▸ Consegna: Renda in forma di tabella Markdown le righe seguenti, partendo da quella che contiene "dark patterned area" e arrivando fino all'ultima riga, entrambi gli estremi inclusi, con le righe vuote omesse. Usi due colonne, «n» per il numero progressivo e «Riga» per il testo di ciascuna riga.

==== Righe di partenza

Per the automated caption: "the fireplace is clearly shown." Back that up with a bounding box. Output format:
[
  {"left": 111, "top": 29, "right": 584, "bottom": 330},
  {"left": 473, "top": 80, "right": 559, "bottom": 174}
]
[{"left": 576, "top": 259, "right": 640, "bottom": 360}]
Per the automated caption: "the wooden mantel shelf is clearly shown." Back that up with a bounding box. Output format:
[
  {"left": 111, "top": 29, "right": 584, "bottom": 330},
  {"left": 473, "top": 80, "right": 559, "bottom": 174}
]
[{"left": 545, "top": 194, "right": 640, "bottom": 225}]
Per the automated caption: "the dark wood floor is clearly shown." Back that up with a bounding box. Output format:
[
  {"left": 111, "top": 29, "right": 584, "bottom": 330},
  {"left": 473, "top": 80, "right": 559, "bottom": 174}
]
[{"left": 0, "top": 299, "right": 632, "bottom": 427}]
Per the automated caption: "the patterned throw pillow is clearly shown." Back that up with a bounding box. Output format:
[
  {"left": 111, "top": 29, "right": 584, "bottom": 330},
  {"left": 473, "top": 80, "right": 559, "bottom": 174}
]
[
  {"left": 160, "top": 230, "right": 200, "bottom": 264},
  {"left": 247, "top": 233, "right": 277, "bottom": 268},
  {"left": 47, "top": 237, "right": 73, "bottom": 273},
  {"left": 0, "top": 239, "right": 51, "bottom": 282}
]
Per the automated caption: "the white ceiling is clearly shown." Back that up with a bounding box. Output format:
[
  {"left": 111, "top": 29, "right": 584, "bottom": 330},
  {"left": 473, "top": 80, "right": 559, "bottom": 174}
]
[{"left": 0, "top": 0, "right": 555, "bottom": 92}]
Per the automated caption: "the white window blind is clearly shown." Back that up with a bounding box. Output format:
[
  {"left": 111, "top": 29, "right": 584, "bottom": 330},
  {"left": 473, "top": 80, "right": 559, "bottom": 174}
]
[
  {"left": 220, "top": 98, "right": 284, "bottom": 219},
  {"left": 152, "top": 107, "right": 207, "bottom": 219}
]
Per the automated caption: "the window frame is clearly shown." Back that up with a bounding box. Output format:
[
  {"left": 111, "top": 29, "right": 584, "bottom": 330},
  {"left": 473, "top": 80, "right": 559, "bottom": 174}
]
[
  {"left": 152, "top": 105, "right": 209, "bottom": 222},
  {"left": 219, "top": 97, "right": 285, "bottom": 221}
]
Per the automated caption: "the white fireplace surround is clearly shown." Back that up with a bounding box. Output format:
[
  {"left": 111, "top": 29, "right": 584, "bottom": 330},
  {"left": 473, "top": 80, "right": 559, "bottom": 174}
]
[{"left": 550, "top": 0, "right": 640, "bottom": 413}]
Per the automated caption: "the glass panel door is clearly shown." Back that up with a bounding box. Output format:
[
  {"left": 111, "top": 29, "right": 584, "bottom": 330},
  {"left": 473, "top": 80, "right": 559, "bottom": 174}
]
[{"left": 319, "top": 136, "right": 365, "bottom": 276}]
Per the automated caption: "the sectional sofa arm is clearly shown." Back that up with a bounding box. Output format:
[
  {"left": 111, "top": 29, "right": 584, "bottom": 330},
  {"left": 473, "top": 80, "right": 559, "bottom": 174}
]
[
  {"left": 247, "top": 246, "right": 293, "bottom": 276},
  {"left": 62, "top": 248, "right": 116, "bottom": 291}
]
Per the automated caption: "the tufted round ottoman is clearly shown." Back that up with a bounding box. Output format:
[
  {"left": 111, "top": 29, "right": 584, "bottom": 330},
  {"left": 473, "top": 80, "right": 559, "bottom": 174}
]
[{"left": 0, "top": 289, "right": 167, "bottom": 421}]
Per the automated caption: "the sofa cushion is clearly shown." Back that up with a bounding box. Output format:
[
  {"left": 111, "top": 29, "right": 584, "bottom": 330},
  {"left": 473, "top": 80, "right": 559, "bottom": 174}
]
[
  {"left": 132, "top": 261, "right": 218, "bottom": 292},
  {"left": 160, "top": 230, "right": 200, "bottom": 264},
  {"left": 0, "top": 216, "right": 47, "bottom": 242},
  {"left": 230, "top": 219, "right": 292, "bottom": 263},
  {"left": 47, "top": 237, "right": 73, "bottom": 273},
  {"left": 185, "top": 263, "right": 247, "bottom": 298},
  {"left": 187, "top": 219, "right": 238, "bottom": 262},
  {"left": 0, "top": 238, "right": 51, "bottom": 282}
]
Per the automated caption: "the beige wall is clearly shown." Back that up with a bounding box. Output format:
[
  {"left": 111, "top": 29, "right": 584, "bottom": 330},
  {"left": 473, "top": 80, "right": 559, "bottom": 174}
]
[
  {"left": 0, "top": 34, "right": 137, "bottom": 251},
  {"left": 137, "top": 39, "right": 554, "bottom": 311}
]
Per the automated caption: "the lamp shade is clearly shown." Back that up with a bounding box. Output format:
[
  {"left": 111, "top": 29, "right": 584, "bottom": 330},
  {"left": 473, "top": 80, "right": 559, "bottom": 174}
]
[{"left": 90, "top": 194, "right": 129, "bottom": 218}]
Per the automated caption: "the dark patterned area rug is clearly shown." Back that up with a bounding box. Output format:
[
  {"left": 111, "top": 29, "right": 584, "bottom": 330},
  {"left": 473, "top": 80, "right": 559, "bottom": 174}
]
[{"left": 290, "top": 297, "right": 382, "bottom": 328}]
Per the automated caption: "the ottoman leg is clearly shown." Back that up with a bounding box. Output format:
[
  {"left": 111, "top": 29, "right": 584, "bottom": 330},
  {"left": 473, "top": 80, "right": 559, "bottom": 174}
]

========

▸ Risposta completa:
| n | Riga |
|---|---|
| 1 | Per the automated caption: "the dark patterned area rug is clearly shown." Back that up with a bounding box. Output format: |
| 2 | [ |
| 3 |   {"left": 111, "top": 29, "right": 584, "bottom": 330}, |
| 4 |   {"left": 473, "top": 80, "right": 559, "bottom": 174} |
| 5 | ] |
| 6 | [{"left": 290, "top": 297, "right": 382, "bottom": 328}] |
| 7 | Per the automated caption: "the ottoman leg is clearly shown." Back that up with a bounding box. Output format: |
| 8 | [ |
| 9 |   {"left": 111, "top": 29, "right": 584, "bottom": 330}, |
| 10 |   {"left": 473, "top": 80, "right": 559, "bottom": 174} |
| 11 | ] |